━━━━━ Supplied passage

Overusing Identities

  • Gary Varga (3/1/2010)


    A great example of this is when systems use email addresses as the ID. Unless you maintain your own domain, all it takes is a change in company (even a rebranding) or ISP and you might no longer have access to that email address.

    Sure we can blame the users, Business Analysts, application developers, database developers, user acceptance testers and such like but that doesn't resolve this type of issue. Change is very expensive in systems.

    That kind of change isn't necessarily expensive if it is foreseen by the designers. An email address is a perfectly reasonable unique identifier provided you have the ability to change it. Changing an email address key is ultimately a tiny change if the system is designed for it.

  • David Portas (3/2/2010)


    Gary Varga (3/1/2010)


    A great example of this is when systems use email addresses as the ID. Unless you maintain your own domain, all it takes is a change in company (even a rebranding) or ISP and you might no longer have access to that email address.

    Sure we can blame the users, Business Analysts, application developers, database developers, user acceptance testers and such like but that doesn't resolve this type of issue. Change is very expensive in systems.

    That kind of change isn't necessarily expensive if it is foreseen by the designers. An email address is a perfectly reasonable unique identifier provided you have the ability to change it. Changing an email address key is ultimately a tiny change if the system is designed for it.

━━━━━━━━━━
━━━━━ Supplied material

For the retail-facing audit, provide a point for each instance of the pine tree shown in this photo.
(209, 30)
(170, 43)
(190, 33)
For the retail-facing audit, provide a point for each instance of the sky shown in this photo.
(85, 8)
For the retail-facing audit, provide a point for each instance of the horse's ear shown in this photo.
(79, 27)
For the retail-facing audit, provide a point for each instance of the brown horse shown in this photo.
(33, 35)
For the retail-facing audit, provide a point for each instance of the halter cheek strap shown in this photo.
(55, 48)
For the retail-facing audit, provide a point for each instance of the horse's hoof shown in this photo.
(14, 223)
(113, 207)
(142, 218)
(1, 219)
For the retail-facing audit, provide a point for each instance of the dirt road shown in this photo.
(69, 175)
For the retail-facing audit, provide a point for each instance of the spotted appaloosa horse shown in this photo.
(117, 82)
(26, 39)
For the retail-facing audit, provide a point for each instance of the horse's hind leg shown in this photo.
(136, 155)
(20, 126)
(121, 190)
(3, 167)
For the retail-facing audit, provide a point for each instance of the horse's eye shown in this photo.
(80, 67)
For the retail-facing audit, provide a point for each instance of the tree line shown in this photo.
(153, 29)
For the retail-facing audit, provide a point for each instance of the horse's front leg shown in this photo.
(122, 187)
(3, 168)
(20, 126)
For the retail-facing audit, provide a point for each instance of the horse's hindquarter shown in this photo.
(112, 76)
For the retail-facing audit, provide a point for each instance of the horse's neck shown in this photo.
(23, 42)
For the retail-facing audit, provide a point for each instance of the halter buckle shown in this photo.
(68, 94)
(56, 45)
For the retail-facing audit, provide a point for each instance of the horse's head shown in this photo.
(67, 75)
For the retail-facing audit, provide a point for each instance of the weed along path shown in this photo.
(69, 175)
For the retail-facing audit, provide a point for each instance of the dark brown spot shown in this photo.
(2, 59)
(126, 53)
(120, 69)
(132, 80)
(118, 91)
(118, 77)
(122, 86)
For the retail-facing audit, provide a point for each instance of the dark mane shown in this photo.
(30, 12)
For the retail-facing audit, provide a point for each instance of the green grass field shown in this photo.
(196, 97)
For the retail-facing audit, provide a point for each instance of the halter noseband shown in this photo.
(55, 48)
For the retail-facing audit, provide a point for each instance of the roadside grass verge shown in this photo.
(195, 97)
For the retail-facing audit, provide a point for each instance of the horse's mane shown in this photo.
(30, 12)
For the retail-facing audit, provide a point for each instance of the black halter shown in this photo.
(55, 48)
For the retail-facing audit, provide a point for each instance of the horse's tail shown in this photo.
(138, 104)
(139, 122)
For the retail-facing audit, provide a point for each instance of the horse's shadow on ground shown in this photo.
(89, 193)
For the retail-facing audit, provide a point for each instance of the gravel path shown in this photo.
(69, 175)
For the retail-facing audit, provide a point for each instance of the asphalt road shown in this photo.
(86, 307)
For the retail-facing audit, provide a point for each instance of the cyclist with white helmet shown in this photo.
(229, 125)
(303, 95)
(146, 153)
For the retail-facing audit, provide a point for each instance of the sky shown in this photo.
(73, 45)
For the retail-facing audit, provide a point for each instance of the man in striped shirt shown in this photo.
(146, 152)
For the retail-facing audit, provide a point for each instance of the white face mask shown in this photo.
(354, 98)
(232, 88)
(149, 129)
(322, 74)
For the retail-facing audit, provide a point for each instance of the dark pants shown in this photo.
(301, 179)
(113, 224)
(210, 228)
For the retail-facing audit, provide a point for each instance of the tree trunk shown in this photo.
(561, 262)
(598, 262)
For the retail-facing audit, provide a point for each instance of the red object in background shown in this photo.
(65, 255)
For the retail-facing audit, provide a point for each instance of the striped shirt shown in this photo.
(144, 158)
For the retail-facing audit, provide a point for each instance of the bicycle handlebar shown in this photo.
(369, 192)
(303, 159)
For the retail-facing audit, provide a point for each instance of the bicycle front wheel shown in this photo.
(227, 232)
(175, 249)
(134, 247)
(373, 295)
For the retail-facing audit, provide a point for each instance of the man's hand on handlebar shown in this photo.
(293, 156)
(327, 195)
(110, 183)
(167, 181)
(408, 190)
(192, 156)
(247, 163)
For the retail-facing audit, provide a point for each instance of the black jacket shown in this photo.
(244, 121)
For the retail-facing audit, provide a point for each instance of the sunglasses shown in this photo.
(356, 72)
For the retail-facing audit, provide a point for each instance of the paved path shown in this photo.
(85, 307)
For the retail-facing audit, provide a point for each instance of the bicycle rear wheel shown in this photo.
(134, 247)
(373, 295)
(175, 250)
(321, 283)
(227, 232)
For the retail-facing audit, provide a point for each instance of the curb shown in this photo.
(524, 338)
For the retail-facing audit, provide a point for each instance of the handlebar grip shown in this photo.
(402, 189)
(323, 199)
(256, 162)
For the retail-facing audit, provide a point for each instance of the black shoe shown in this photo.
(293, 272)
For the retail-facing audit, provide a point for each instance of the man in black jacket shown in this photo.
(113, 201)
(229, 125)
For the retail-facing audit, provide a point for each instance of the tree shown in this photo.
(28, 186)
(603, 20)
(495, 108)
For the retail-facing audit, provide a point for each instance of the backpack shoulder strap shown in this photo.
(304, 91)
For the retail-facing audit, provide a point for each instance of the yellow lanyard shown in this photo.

━━━━━━━━━━

## Directions
1) Can you set down the stretch of the forum thread on overusing identities from "Overusing Identities" through "David Portas (3/2/2010)", word for word?
2) In the forum thread on overusing identities, what might happen to someone without their own domain after a change in company or ISP?

## The results
1)
Overusing Identities

  • Gary Varga (3/1/2010)


    A great example of this is when systems use email addresses as the ID. Unless you maintain your own domain, all it takes is a change in company (even a rebranding) or ISP and you might no longer have access to that email address.

    Sure we can blame the users, Business Analysts, application developers, database developers, user acceptance testers and such like but that doesn't resolve this type of issue. Change is very expensive in systems.

    That kind of change isn't necessarily expensive if it is foreseen by the designers. An email address is a perfectly reasonable unique identifier provided you have the ability to change it. Changing an email address key is ultimately a tiny change if the system is designed for it.

  • David Portas (3/2/2010)

2) They might no longer have access to that email address.